Required task:
Turn the records into a Markdown table with a Row column for the row number and a Line column for the line, starting with the line containing "If you could tag each instance of the potted" and going on through the end of the records. Leave out any blank lines.
★ ★ ★ ★ ★
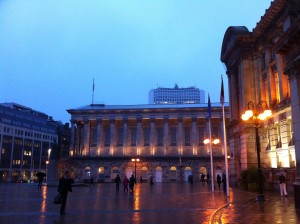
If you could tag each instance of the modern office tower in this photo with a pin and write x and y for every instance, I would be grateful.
(176, 95)
(27, 137)
(164, 141)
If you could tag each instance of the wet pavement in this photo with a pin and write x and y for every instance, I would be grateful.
(160, 203)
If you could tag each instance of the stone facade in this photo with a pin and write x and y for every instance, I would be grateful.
(263, 67)
(167, 140)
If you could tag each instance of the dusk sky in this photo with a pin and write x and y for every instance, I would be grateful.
(50, 51)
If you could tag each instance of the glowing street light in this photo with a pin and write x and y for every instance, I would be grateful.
(47, 163)
(257, 113)
(135, 160)
(210, 142)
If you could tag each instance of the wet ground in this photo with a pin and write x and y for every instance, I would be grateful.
(160, 203)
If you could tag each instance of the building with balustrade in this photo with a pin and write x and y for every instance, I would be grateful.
(167, 140)
(26, 135)
(263, 70)
(176, 95)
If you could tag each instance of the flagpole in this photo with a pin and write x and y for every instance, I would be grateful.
(222, 99)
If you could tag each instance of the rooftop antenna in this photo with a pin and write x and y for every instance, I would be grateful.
(93, 92)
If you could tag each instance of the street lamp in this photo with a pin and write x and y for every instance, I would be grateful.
(210, 142)
(257, 113)
(47, 163)
(135, 160)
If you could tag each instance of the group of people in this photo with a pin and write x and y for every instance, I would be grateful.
(128, 184)
(65, 185)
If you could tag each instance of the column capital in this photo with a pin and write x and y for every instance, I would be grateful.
(293, 70)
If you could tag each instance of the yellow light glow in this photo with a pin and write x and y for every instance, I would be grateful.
(268, 113)
(249, 113)
(206, 141)
(216, 141)
(245, 117)
(261, 117)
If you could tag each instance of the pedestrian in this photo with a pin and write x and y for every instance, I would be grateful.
(219, 180)
(207, 177)
(131, 183)
(224, 182)
(118, 181)
(92, 181)
(64, 186)
(125, 184)
(282, 185)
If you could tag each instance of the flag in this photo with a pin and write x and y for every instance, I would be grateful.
(208, 108)
(222, 92)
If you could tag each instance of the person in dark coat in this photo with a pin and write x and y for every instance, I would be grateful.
(224, 182)
(118, 181)
(131, 183)
(64, 186)
(125, 183)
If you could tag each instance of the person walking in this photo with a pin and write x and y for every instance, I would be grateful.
(118, 181)
(224, 182)
(64, 186)
(131, 183)
(40, 180)
(282, 185)
(125, 184)
(219, 180)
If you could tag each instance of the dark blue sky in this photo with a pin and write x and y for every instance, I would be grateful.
(50, 51)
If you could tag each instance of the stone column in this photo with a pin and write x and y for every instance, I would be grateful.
(166, 133)
(293, 72)
(112, 136)
(99, 133)
(125, 134)
(152, 133)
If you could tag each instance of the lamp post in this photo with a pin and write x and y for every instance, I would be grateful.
(210, 142)
(47, 163)
(257, 113)
(135, 160)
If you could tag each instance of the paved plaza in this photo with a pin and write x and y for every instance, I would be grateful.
(160, 203)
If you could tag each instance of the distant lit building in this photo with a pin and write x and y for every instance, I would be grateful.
(26, 135)
(176, 95)
(263, 67)
(167, 139)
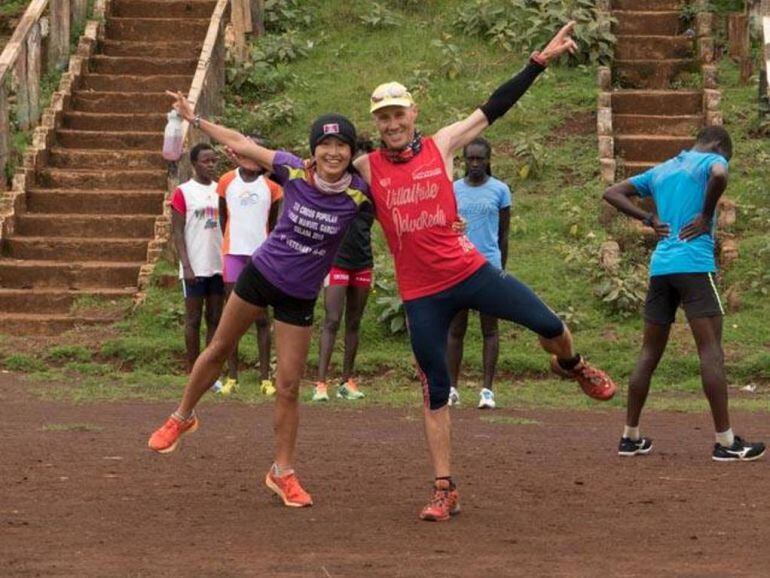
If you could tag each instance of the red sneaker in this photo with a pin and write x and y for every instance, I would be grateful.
(594, 382)
(167, 437)
(444, 504)
(289, 490)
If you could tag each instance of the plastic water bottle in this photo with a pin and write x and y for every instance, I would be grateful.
(172, 137)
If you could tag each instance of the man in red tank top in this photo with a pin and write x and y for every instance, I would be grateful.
(438, 270)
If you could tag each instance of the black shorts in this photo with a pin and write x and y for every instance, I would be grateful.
(255, 289)
(695, 292)
(203, 287)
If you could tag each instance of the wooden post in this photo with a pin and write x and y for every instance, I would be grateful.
(34, 73)
(59, 38)
(79, 13)
(258, 16)
(4, 135)
(238, 20)
(247, 16)
(22, 88)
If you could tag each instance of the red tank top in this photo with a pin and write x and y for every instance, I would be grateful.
(415, 205)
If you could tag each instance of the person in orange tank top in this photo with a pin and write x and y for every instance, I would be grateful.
(438, 270)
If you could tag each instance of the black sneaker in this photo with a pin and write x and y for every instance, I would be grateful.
(740, 451)
(629, 447)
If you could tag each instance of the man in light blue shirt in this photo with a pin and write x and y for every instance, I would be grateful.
(485, 204)
(686, 190)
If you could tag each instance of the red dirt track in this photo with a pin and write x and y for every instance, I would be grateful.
(546, 499)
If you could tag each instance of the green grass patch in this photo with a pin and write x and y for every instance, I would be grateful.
(77, 427)
(508, 420)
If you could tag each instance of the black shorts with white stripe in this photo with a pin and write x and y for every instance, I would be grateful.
(695, 292)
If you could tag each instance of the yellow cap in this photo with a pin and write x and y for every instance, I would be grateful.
(390, 94)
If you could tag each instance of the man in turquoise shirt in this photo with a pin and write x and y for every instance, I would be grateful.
(686, 190)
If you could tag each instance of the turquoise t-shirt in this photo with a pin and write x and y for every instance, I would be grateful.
(480, 207)
(678, 188)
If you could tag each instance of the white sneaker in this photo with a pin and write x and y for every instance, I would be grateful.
(217, 387)
(486, 399)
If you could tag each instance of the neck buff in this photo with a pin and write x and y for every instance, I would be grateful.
(405, 154)
(326, 187)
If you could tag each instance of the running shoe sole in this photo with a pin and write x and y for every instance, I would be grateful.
(739, 459)
(192, 429)
(430, 518)
(273, 486)
(639, 452)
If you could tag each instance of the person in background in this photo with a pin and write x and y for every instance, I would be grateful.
(249, 204)
(686, 190)
(198, 242)
(347, 290)
(485, 204)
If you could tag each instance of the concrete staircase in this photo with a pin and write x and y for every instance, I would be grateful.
(654, 116)
(91, 214)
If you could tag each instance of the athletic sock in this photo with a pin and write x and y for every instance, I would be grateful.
(725, 438)
(279, 472)
(632, 433)
(569, 363)
(182, 417)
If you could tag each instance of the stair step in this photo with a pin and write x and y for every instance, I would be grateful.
(101, 179)
(675, 102)
(41, 301)
(125, 102)
(105, 159)
(80, 202)
(81, 139)
(133, 65)
(125, 82)
(77, 275)
(650, 148)
(653, 47)
(75, 249)
(654, 74)
(181, 49)
(86, 225)
(628, 169)
(171, 8)
(115, 122)
(639, 23)
(648, 5)
(47, 324)
(683, 125)
(189, 29)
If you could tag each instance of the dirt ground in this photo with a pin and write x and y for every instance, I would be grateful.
(81, 495)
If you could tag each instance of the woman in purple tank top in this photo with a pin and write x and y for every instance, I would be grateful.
(321, 197)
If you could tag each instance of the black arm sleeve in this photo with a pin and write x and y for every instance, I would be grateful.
(510, 92)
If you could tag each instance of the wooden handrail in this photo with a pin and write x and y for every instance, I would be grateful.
(22, 55)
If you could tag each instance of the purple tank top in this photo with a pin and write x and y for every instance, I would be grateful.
(299, 252)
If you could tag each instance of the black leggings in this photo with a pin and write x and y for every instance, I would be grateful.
(489, 291)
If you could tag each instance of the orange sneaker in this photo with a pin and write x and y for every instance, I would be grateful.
(289, 490)
(444, 504)
(594, 382)
(167, 437)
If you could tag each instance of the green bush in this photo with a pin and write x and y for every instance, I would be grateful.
(283, 15)
(525, 25)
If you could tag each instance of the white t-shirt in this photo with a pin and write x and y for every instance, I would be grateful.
(248, 209)
(202, 235)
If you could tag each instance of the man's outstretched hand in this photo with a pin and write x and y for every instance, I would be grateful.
(182, 105)
(560, 43)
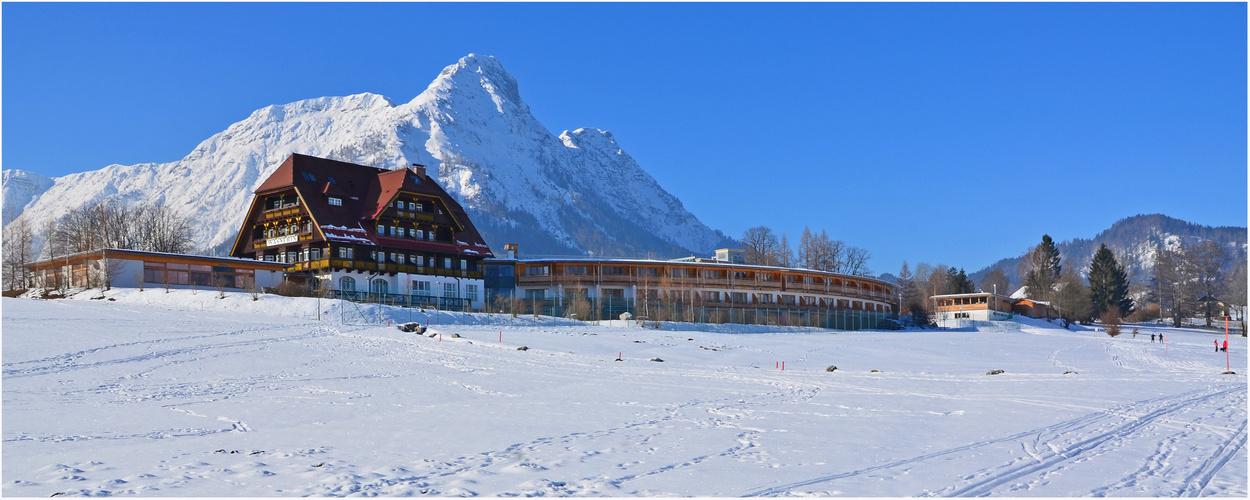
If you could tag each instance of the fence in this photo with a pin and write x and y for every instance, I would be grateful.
(400, 300)
(590, 309)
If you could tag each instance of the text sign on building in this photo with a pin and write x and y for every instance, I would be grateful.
(283, 240)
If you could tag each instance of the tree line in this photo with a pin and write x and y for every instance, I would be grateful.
(104, 224)
(815, 251)
(1186, 281)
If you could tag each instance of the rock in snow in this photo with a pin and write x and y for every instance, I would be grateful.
(575, 191)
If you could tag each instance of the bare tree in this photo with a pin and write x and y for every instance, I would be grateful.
(1175, 280)
(1071, 298)
(761, 245)
(856, 261)
(1208, 259)
(1235, 294)
(19, 251)
(785, 254)
(996, 281)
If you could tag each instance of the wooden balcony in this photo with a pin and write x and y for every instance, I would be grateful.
(365, 265)
(283, 213)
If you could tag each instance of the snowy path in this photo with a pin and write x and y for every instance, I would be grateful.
(160, 395)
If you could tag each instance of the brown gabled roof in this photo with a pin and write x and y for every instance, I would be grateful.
(365, 191)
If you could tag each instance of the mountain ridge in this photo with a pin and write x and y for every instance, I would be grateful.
(1134, 240)
(571, 193)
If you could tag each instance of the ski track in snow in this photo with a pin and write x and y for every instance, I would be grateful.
(1055, 448)
(741, 419)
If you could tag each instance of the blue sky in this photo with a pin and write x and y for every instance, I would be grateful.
(941, 133)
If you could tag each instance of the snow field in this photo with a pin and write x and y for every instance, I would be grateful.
(185, 394)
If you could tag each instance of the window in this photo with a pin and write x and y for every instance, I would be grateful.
(536, 270)
(421, 288)
(379, 286)
(154, 275)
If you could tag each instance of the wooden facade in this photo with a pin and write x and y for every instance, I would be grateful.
(354, 228)
(703, 283)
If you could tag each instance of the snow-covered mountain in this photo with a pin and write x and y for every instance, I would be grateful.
(573, 193)
(20, 188)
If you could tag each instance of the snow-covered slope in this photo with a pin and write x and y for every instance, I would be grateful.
(554, 194)
(186, 394)
(20, 188)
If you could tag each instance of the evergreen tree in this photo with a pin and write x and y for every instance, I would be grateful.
(1109, 285)
(1043, 269)
(958, 281)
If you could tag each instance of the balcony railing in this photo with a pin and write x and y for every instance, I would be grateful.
(365, 265)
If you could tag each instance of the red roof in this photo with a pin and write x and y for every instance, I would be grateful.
(365, 193)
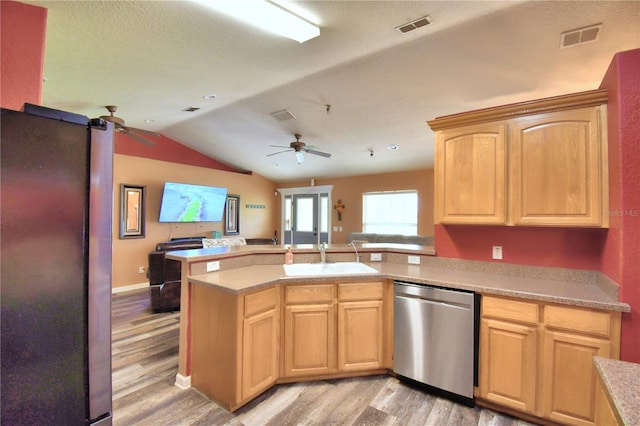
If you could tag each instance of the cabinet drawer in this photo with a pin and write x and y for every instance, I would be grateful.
(576, 319)
(261, 301)
(360, 291)
(513, 310)
(312, 293)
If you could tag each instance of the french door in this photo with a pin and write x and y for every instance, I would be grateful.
(306, 218)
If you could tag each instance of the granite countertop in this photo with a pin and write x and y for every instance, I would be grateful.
(622, 382)
(573, 293)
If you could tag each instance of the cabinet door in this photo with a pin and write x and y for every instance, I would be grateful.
(309, 340)
(557, 169)
(470, 167)
(568, 378)
(508, 364)
(260, 348)
(360, 335)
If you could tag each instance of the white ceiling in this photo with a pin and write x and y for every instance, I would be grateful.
(155, 58)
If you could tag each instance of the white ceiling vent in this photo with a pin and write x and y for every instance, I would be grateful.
(580, 36)
(414, 25)
(283, 115)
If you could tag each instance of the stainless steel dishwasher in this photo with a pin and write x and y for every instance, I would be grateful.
(435, 338)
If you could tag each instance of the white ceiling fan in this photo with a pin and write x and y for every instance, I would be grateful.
(134, 133)
(299, 148)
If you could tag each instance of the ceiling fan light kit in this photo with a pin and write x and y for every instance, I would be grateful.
(299, 148)
(132, 132)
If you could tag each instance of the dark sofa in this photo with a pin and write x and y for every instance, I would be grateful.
(165, 274)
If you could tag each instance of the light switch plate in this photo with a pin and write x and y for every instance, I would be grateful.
(497, 252)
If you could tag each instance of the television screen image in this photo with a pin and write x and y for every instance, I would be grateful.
(183, 202)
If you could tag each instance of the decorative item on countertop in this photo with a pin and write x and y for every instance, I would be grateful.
(339, 207)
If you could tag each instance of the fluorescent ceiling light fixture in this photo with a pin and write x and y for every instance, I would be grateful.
(275, 17)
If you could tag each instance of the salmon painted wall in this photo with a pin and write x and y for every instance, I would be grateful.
(130, 254)
(621, 254)
(166, 149)
(22, 39)
(350, 190)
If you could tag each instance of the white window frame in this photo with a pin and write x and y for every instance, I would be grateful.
(374, 227)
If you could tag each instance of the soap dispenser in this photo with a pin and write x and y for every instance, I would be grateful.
(288, 257)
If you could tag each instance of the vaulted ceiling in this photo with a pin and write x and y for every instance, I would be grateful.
(360, 86)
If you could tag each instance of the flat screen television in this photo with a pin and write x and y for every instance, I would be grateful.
(183, 202)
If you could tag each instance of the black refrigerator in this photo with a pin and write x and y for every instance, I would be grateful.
(55, 243)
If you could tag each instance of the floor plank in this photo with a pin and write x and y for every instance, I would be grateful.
(145, 362)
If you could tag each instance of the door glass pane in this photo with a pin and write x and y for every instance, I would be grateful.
(304, 215)
(287, 213)
(324, 213)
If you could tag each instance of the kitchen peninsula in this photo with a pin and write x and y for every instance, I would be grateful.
(246, 325)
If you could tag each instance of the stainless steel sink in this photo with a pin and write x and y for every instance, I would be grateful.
(337, 268)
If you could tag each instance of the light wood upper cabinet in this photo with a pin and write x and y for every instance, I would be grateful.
(557, 169)
(555, 151)
(470, 174)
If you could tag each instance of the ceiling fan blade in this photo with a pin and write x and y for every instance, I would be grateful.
(279, 152)
(320, 153)
(144, 132)
(136, 136)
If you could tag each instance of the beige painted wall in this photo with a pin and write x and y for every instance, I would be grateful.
(350, 190)
(130, 254)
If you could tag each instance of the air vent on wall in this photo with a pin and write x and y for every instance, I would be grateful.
(414, 25)
(580, 35)
(283, 115)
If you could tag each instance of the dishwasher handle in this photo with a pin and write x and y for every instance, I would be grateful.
(435, 302)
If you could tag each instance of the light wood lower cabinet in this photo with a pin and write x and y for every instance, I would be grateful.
(235, 343)
(572, 337)
(260, 343)
(509, 356)
(333, 327)
(360, 326)
(605, 413)
(537, 358)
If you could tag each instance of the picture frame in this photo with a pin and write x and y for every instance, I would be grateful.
(132, 211)
(232, 215)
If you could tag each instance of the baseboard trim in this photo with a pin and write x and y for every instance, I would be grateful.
(183, 382)
(131, 287)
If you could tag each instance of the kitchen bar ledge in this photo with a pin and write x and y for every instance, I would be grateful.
(574, 293)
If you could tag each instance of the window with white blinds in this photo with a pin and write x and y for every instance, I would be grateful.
(390, 212)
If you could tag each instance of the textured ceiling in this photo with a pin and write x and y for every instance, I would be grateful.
(155, 58)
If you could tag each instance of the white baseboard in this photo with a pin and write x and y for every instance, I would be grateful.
(183, 382)
(131, 287)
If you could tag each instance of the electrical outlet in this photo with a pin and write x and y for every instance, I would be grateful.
(213, 266)
(497, 252)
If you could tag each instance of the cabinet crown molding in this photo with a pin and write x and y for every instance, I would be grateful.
(556, 103)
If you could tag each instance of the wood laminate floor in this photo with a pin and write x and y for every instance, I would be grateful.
(145, 363)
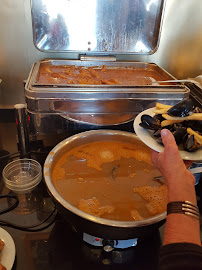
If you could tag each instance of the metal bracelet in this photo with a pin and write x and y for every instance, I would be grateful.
(183, 207)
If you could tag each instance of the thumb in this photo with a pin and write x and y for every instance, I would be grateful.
(168, 139)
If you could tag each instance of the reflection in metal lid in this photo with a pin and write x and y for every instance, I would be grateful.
(124, 26)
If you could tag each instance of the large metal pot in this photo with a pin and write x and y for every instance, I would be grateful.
(83, 222)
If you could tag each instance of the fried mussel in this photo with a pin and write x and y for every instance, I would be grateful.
(183, 119)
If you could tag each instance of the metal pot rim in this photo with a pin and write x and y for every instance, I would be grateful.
(76, 211)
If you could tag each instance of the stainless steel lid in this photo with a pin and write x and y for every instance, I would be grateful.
(104, 26)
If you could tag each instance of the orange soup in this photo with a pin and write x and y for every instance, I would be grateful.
(111, 179)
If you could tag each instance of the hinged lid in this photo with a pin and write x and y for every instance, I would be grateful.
(121, 27)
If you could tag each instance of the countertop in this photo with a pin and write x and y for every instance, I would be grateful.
(58, 247)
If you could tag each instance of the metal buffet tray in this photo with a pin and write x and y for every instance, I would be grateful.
(97, 26)
(98, 105)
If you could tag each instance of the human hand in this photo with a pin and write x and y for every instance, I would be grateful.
(169, 162)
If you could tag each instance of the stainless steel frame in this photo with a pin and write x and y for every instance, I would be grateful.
(97, 25)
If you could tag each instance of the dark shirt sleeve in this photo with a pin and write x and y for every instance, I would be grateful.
(180, 256)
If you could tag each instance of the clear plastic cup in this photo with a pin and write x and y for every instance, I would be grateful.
(22, 175)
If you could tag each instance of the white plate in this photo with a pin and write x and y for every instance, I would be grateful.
(147, 137)
(8, 253)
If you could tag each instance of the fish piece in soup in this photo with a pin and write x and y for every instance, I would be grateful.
(94, 207)
(156, 197)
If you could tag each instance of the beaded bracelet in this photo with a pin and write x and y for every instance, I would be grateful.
(183, 207)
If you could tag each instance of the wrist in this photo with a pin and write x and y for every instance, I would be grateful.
(181, 188)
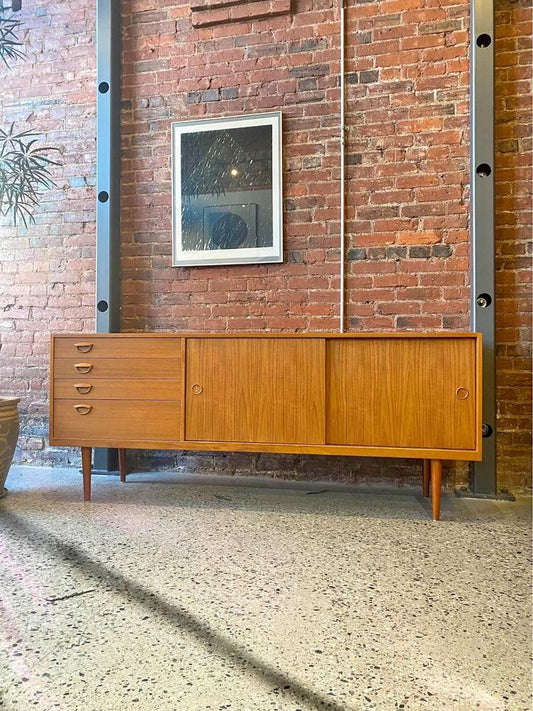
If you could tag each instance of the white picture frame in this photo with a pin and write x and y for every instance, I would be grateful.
(227, 190)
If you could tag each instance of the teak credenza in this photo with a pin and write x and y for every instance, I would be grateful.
(415, 395)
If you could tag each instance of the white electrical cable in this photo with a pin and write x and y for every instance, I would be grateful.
(342, 129)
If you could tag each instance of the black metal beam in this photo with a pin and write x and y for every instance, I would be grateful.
(482, 228)
(108, 75)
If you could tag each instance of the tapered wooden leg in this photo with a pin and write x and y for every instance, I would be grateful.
(436, 479)
(86, 466)
(426, 474)
(122, 464)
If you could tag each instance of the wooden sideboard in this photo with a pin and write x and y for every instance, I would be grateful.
(414, 395)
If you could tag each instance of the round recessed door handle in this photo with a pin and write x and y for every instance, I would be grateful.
(83, 409)
(83, 367)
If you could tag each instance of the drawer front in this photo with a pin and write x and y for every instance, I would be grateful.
(121, 420)
(118, 389)
(87, 368)
(93, 346)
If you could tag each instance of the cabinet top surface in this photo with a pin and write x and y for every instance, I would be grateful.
(270, 334)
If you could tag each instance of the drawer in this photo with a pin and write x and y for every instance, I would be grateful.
(116, 346)
(119, 389)
(88, 368)
(120, 420)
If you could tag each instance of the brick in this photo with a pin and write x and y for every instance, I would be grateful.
(407, 192)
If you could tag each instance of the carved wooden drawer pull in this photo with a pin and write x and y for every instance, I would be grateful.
(83, 409)
(83, 367)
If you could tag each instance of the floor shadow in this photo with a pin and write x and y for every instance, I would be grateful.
(214, 641)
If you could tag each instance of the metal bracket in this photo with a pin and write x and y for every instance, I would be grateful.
(108, 73)
(482, 228)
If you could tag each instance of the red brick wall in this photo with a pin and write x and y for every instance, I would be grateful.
(47, 271)
(407, 187)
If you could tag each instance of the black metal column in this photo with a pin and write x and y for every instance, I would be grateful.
(108, 73)
(482, 228)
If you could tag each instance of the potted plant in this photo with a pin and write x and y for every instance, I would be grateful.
(24, 173)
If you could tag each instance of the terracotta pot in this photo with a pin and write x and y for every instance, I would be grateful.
(9, 432)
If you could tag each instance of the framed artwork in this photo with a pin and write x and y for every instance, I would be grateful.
(227, 191)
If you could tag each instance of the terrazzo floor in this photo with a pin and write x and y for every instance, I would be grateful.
(180, 593)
★ ★ ★ ★ ★
Expected answer:
| Row | Line |
|---|---|
| 1 | If you could tag each instance of the potted plant in this photo with a pin and write x and y for every instance, I would be grateful. |
| 2 | (24, 173) |
| 3 | If you could tag each instance of the terracotta pot in this photo with a pin and write x and y for every instance, I would be grateful. |
| 4 | (9, 432) |
| 5 | If you could tag each instance of the framed artwork in this photo with a pin and write x and y for every instance, I would be grateful. |
| 6 | (227, 191) |
| 7 | If you could tag each instance of the terrazzo floor in this photo with a pin and write x and y for every instance, I would be grateful. |
| 8 | (180, 593) |